> _WORK INSTRUCTIONS_: Extract the rows below word for word, everything from the very first line down through the line that contains "column 505, row 406". Copy nothing after that line.

(Dataset rows showing where objects appear)
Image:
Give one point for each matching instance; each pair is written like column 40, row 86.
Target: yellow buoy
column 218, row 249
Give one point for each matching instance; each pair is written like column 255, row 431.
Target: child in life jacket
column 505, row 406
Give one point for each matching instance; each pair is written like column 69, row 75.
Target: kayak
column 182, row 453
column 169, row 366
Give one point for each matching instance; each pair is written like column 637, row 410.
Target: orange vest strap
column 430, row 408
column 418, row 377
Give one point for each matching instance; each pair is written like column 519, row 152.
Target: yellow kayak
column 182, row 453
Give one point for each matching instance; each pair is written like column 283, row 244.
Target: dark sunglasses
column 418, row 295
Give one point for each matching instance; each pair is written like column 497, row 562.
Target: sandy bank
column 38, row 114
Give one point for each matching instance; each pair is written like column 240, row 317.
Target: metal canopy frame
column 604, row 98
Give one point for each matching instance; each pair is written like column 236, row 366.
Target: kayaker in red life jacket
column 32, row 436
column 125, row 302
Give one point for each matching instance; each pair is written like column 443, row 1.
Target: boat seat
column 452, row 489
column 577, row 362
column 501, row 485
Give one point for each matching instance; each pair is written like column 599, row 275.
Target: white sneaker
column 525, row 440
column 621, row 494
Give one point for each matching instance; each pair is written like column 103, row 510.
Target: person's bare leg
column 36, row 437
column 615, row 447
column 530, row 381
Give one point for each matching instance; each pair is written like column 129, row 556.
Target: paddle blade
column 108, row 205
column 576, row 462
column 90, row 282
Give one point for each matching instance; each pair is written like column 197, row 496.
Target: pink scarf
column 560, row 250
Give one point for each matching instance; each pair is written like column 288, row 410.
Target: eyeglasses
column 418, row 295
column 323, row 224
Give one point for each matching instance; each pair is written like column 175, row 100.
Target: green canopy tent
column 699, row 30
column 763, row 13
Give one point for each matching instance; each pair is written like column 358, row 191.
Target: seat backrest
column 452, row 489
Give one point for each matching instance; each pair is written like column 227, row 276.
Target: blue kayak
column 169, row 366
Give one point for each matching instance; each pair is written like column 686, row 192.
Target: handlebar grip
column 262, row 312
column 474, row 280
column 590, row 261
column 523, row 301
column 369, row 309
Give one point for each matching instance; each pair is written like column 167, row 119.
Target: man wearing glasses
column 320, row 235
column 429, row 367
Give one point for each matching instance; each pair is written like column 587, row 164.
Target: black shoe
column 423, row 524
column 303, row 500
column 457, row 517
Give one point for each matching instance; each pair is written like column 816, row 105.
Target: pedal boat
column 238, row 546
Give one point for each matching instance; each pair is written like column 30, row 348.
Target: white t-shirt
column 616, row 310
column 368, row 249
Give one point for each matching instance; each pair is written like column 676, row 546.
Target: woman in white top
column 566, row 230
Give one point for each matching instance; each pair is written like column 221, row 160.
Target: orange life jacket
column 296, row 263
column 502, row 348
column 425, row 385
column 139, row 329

> _SOLUTION_:
Image:
Give one point for each matching instance; each pair is written like column 40, row 86.
Target: yellow buoy
column 218, row 249
Give one point for each matching instance; each pair is written like column 255, row 431.
Target: child in life jacket
column 505, row 406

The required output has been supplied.